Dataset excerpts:
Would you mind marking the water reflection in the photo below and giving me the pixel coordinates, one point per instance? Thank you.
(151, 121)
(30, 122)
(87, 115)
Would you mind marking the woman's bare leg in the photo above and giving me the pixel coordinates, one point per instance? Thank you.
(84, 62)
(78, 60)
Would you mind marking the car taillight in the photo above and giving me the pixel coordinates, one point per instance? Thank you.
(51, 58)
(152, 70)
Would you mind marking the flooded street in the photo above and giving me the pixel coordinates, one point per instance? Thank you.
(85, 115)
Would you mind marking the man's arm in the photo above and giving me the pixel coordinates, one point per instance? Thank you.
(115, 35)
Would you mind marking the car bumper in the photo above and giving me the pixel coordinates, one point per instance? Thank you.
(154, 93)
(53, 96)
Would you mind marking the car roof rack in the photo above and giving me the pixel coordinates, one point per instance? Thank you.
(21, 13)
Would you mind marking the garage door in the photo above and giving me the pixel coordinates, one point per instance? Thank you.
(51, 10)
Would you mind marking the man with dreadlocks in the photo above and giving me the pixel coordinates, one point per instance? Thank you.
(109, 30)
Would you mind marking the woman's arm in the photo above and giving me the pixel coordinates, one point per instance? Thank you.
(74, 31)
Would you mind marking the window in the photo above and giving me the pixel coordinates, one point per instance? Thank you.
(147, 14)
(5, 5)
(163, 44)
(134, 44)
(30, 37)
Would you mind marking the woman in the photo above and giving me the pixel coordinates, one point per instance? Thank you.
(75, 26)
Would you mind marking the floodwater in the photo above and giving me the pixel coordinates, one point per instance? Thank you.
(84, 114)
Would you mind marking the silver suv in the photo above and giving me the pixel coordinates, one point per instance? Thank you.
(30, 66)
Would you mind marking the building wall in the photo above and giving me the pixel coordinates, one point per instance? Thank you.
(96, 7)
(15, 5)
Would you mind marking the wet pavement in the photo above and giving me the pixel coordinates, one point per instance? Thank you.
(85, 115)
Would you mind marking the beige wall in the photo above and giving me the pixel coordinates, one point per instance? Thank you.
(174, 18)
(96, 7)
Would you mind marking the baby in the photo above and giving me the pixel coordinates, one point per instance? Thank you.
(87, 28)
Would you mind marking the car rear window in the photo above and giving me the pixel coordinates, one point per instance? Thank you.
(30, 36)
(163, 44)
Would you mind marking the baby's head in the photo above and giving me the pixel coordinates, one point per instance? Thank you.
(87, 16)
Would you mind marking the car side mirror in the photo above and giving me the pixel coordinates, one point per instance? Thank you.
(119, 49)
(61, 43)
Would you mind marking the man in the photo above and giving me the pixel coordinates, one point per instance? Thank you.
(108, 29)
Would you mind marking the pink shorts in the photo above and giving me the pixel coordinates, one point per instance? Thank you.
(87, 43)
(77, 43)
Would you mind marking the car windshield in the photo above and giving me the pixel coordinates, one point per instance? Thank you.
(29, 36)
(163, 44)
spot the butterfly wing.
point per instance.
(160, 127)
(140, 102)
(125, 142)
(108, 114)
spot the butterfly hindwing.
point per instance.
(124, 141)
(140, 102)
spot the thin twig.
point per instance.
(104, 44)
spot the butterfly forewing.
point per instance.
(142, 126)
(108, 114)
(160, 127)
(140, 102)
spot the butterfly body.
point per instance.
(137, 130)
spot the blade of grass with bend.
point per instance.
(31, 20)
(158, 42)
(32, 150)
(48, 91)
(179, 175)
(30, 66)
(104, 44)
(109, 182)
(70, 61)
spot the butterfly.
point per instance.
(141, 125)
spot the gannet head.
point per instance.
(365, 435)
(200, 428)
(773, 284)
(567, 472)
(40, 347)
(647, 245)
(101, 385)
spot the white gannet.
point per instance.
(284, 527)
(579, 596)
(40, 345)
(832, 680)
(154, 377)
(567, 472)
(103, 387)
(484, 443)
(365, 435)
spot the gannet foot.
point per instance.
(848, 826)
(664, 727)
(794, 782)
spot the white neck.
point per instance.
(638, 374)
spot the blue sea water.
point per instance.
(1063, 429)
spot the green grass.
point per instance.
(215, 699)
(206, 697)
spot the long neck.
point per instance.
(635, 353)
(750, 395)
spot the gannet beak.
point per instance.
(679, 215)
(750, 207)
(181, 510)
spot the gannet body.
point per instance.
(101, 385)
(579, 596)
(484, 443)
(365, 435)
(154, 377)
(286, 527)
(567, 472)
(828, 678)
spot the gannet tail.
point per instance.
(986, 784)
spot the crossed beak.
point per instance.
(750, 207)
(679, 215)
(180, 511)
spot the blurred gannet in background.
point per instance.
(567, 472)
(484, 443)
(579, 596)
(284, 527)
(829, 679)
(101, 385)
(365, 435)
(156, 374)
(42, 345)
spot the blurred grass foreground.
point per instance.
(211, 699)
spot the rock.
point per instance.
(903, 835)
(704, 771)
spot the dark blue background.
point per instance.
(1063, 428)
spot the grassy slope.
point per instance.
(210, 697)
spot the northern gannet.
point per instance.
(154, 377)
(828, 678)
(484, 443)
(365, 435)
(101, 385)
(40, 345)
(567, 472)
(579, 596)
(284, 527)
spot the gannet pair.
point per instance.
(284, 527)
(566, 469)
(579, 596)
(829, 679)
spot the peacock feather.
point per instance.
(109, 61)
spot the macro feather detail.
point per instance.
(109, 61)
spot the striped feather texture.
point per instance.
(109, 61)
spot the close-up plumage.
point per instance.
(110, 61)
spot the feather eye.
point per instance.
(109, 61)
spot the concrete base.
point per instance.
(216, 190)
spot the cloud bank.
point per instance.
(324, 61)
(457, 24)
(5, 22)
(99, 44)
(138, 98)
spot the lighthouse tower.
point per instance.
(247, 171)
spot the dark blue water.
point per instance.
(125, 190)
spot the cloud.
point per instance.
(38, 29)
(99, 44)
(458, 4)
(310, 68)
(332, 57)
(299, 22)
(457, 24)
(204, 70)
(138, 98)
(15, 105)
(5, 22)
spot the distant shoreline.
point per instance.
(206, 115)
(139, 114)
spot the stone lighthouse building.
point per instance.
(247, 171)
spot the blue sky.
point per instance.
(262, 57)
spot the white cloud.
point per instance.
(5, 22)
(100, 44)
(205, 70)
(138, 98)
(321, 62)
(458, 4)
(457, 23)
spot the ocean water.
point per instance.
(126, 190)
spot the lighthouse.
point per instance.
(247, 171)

The task: Using the records above, copy every line that has the word "white" in it.

Solution for this task:
spot the white gannet.
spot the white neck.
spot the white cloud.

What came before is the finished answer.